*Records shown*.
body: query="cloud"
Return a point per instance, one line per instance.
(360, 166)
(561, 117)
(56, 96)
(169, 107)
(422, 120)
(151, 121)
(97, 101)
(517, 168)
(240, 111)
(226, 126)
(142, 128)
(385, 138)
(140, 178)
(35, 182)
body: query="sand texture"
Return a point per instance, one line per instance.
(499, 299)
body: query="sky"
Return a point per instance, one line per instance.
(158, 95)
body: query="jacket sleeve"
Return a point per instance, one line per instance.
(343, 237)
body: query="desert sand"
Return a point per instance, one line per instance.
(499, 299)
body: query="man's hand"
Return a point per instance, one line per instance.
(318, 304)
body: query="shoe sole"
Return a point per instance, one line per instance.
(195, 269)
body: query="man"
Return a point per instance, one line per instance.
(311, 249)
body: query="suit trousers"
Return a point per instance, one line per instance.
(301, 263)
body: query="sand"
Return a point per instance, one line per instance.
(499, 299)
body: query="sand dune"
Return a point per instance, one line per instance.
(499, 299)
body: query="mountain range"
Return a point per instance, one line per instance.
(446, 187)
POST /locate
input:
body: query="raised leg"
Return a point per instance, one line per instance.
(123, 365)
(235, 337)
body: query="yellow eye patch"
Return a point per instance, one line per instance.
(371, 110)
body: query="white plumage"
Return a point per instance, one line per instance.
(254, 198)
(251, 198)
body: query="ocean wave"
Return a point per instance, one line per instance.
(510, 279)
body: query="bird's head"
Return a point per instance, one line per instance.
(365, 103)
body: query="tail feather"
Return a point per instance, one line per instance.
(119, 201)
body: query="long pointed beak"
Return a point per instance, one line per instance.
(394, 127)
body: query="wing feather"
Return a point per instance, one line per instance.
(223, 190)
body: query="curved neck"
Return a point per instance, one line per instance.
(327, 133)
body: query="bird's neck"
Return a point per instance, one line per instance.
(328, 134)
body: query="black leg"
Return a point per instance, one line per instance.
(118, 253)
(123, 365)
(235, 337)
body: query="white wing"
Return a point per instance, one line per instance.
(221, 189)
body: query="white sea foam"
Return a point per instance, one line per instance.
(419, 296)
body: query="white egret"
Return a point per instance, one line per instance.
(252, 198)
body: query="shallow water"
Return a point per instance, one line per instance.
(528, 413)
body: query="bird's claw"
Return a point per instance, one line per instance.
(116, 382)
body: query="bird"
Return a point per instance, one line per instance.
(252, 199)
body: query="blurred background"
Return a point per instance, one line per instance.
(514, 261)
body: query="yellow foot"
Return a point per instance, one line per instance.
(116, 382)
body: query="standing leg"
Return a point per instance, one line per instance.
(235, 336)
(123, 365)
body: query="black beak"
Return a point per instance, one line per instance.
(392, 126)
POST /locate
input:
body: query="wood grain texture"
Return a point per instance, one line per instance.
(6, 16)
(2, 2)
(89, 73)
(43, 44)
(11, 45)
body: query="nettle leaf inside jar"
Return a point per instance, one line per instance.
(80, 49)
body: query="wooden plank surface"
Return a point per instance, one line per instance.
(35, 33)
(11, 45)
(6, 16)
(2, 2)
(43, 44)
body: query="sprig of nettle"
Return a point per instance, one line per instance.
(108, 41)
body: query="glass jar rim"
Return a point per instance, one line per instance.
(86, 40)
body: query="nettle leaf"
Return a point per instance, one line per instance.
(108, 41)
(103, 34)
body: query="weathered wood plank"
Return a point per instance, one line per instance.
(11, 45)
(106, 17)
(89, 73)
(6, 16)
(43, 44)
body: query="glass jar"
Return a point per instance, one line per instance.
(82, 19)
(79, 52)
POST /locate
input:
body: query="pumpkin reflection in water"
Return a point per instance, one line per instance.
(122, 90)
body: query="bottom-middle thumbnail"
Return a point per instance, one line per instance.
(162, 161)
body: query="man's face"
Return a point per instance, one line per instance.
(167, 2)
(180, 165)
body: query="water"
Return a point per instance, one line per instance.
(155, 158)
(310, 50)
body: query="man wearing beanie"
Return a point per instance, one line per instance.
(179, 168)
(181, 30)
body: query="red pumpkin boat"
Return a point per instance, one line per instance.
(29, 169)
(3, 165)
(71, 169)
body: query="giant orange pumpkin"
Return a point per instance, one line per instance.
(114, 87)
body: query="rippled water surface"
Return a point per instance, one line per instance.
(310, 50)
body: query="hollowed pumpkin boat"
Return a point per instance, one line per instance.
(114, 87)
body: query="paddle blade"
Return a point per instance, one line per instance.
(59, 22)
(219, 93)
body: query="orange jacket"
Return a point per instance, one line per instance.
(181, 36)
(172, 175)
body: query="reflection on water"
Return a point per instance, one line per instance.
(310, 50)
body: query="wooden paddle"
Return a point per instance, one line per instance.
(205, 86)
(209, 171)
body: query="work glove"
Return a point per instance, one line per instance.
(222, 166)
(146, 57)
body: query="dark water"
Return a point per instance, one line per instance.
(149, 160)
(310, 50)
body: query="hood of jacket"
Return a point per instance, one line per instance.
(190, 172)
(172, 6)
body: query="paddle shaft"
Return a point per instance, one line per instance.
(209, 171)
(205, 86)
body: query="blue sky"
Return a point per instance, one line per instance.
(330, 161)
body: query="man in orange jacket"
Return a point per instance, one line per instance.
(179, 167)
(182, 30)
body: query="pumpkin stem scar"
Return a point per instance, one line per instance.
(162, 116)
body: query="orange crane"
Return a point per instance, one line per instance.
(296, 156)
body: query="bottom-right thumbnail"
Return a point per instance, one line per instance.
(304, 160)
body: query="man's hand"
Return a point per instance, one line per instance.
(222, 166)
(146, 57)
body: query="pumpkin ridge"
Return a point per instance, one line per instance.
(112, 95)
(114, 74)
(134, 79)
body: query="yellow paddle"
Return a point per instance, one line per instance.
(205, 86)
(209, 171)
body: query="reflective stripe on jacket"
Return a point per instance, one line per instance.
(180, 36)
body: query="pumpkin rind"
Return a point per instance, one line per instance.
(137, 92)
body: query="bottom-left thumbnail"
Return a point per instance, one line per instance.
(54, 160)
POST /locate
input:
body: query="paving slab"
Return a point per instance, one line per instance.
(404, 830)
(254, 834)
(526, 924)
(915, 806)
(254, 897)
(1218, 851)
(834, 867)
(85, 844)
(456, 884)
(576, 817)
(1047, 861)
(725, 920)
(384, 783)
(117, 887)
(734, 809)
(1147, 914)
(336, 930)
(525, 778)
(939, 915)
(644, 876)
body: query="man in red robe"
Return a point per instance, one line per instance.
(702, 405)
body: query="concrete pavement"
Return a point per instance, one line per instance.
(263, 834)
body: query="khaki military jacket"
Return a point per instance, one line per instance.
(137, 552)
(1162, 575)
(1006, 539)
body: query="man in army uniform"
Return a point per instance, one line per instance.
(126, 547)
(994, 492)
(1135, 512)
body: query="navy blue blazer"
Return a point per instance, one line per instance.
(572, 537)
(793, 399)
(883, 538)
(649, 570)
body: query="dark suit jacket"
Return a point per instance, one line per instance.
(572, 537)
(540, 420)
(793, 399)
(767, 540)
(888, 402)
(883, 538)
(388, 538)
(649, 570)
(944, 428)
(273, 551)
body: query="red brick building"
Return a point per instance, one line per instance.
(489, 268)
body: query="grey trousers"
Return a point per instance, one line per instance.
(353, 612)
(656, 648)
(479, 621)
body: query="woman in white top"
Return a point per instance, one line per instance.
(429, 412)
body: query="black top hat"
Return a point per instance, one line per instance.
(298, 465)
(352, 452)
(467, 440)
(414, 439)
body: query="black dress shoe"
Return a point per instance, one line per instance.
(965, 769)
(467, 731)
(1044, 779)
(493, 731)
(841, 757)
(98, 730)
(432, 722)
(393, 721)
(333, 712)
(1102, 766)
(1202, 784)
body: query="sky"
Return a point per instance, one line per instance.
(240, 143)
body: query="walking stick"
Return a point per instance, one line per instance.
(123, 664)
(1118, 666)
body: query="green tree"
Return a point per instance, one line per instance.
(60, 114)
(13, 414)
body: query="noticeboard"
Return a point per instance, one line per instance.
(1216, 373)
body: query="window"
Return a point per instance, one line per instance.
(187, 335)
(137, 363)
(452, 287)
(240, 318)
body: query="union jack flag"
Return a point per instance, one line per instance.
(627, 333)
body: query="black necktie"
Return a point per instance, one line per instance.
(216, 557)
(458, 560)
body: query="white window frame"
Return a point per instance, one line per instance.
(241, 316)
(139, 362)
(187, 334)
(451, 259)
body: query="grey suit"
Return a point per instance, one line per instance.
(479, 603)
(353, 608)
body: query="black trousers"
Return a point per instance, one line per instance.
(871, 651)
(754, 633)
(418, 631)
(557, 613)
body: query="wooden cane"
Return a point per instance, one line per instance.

*Written exercise*.
Gather every line in the items that contains the string "orange". Copy each such line in full.

*Response for this exercise*.
body: query="giant orange pumpkin"
body: query="orange jacket"
body: query="man in orange jacket"
body: query="orange crane"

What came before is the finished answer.